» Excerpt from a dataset

● ● ●

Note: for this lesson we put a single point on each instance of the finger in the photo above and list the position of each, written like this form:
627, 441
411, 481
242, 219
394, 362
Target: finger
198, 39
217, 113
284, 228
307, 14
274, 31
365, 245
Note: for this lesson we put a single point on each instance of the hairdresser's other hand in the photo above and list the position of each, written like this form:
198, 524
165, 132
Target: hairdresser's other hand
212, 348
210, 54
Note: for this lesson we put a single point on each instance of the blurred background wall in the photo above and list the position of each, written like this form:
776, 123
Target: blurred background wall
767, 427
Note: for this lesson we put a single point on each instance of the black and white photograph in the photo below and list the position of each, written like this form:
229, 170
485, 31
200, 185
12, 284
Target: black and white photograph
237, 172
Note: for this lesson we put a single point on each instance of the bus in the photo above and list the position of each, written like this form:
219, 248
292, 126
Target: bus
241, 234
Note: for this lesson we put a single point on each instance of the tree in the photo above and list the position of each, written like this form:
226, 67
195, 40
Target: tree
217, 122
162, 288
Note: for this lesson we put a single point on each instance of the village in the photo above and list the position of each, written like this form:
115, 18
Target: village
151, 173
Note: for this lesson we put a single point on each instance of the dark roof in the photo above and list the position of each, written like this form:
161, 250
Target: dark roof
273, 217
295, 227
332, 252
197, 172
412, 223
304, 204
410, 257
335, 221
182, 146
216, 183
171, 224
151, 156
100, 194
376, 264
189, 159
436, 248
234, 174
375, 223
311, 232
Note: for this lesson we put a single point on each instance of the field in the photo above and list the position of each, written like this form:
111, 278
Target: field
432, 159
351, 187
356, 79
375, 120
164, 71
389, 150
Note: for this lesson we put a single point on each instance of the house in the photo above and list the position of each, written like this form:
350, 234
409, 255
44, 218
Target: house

● ● ●

» GOAL
Output all preceding records character for character.

» SOLUTION TO THIS EXERCISE
Note: for this lesson we put a single point on each instance of the finger in the photo above and list the position of each, written like this form:
627, 441
411, 481
242, 219
394, 362
Target: finger
198, 39
217, 113
284, 228
307, 14
274, 31
365, 245
Note: for this lesson we put a single point on each instance of the hairdresser's other hand in the photo above and list the position of each, written like this form:
198, 524
165, 132
Target: hairdresser's other hand
212, 348
210, 54
Note: for this lesson we put a single point on each instance of the blurred background wall in the photo above and list the position of each, written like this form:
776, 123
Target: blurred background wall
767, 427
Note: for this lesson we put a single point on each instance of the black and white photograph in the photo below and list the position of each, written like this form:
229, 170
485, 31
200, 185
12, 284
Target: black and white photograph
237, 172
Note: for this lesson we put a single point on each instance of the bus in the photo above and list the position of each, written like this form:
219, 248
292, 126
Target: bus
241, 234
Note: for this lesson we put a single point on each instance of the tree in the photo above and list the position of each, written like this form:
226, 67
195, 40
Target: tree
217, 122
162, 288
Note: for this lesson we put a single point on each instance of the village in the photo above and list the position of each, written like this form:
115, 18
Target: village
151, 173
Note: for this lesson we put a single point on each instance of the dark roof in the photo above and list the position of each, written like this form:
161, 250
Target: dark roof
273, 217
295, 227
332, 252
197, 172
412, 223
304, 204
410, 257
335, 221
182, 146
216, 183
171, 224
151, 156
100, 194
376, 264
189, 159
436, 248
234, 174
375, 223
311, 232
Note: for this lesson we put a single point on each instance of the field in the photo above and list the position of each, written like this form:
111, 278
Target: field
432, 159
351, 187
356, 79
375, 120
164, 71
389, 150
Note: for this lesson we put a single point on each instance of the house in the photo above and list the position of each, written like this form:
350, 234
409, 255
44, 218
Target: house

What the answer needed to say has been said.